* begin *
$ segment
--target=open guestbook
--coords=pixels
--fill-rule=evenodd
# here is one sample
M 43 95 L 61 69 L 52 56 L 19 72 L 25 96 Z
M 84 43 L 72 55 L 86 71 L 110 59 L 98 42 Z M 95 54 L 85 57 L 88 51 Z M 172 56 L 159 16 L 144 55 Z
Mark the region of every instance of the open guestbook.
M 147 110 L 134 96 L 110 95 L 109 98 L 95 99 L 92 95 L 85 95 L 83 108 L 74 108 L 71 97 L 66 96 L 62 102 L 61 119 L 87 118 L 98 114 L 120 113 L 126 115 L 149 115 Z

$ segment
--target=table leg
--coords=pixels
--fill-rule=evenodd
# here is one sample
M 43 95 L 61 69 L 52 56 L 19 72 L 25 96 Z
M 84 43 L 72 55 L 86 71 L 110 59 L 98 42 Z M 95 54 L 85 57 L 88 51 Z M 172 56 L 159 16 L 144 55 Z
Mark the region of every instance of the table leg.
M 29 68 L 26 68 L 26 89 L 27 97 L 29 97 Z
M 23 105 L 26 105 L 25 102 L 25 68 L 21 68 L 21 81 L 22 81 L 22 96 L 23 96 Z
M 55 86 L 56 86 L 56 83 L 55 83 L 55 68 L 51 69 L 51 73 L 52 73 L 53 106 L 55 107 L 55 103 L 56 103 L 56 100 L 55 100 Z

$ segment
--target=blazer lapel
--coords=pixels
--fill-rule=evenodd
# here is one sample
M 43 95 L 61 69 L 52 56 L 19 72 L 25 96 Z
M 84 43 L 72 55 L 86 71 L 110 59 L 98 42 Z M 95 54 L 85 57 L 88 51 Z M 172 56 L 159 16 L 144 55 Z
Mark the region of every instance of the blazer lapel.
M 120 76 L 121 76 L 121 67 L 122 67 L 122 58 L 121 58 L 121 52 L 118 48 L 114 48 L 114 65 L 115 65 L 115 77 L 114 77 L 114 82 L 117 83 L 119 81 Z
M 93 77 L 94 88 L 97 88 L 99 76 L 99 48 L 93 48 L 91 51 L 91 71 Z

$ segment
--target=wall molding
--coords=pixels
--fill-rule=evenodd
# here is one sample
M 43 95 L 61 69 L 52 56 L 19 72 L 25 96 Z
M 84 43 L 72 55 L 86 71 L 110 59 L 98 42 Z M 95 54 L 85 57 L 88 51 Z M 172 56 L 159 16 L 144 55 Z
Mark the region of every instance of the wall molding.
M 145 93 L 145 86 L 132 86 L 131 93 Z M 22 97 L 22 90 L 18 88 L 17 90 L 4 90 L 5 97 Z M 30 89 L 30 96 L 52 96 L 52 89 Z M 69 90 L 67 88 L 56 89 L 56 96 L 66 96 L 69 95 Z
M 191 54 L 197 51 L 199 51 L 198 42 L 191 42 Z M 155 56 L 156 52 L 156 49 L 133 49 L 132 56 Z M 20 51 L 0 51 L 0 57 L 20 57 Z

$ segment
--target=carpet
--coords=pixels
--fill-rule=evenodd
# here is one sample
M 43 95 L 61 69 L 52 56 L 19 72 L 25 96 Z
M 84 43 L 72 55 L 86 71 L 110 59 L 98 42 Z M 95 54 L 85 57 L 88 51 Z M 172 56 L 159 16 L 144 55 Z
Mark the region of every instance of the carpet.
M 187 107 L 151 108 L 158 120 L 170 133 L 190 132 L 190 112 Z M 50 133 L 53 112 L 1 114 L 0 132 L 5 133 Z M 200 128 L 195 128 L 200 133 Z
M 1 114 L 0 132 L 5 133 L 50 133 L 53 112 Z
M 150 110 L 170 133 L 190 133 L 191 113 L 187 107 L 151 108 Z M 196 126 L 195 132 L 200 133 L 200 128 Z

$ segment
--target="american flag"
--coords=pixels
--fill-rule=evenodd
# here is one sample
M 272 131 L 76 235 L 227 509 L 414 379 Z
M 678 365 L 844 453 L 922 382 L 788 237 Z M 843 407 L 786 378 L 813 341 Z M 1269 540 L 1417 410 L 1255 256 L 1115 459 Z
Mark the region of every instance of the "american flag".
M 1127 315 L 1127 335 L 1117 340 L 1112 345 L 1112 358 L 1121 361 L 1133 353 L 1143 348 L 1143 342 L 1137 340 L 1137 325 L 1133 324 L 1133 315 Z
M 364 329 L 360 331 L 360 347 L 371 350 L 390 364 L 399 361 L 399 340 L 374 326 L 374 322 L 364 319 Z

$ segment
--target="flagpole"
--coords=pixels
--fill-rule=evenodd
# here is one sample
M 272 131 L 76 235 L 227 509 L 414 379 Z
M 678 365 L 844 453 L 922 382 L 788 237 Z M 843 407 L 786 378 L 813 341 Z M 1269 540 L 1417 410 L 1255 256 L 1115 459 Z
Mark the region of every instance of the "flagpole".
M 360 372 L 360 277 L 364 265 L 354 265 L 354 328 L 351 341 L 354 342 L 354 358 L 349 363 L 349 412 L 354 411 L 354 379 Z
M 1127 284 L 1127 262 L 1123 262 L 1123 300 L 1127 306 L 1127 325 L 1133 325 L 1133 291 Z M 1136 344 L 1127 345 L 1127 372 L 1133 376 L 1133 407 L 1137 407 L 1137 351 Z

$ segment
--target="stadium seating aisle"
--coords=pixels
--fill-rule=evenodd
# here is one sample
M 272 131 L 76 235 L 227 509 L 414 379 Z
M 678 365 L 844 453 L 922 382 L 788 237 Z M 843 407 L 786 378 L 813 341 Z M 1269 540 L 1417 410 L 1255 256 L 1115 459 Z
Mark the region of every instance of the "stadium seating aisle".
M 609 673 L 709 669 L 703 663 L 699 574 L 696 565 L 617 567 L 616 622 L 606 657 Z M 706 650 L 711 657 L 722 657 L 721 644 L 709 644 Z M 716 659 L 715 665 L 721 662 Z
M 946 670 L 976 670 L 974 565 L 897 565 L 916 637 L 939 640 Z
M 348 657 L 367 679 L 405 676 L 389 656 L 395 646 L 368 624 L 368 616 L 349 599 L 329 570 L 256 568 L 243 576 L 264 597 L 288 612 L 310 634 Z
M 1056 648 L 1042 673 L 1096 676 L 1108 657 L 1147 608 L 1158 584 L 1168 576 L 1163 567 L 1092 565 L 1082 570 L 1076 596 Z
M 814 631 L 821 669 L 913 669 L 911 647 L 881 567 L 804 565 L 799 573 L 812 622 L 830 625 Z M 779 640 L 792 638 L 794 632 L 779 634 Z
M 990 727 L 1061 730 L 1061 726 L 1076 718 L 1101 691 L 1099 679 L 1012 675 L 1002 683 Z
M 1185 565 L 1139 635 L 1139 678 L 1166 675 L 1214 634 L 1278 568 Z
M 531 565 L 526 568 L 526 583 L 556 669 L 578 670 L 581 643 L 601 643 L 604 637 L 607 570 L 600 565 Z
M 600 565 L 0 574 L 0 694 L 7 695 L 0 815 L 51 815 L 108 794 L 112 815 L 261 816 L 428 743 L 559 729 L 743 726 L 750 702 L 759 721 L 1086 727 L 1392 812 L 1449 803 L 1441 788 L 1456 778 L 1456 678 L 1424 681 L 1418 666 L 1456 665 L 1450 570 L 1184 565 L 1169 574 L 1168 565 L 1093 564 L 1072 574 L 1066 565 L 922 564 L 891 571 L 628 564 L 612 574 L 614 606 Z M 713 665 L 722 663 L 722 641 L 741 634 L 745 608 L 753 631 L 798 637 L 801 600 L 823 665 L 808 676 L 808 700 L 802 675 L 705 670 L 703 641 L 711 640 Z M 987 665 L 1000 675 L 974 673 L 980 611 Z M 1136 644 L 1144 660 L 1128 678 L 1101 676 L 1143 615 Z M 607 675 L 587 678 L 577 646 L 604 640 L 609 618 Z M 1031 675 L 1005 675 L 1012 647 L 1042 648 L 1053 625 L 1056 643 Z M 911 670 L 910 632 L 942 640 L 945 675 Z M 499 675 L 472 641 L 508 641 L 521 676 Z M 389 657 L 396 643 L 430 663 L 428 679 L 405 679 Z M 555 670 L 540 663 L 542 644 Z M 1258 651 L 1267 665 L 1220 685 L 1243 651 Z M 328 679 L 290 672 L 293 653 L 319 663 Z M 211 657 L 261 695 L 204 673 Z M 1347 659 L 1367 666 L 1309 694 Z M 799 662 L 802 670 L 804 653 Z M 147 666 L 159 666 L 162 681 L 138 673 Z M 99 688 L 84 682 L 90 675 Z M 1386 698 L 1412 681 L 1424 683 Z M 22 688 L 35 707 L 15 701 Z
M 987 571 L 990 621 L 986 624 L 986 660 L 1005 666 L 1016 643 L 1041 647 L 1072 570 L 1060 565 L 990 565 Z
* end *
#### Goal
Please revise the part of the records that runs from their start through the line containing "M 147 110 L", changing "guestbook" to "visitor book" and leaving everything else as it is.

#### Task output
$ segment
--target=open visitor book
--coords=pixels
--fill-rule=evenodd
# here is one sample
M 43 95 L 61 69 L 52 56 L 19 72 L 25 96 Z
M 84 43 L 72 55 L 86 71 L 110 59 L 98 42 Z M 95 54 L 85 57 L 88 51 Z M 172 56 L 159 16 L 144 55 Z
Mark the region of every instance of the open visitor book.
M 147 110 L 134 96 L 110 95 L 109 98 L 95 99 L 92 95 L 85 95 L 83 108 L 74 108 L 71 97 L 66 96 L 62 102 L 61 119 L 87 118 L 98 114 L 120 113 L 126 115 L 149 115 Z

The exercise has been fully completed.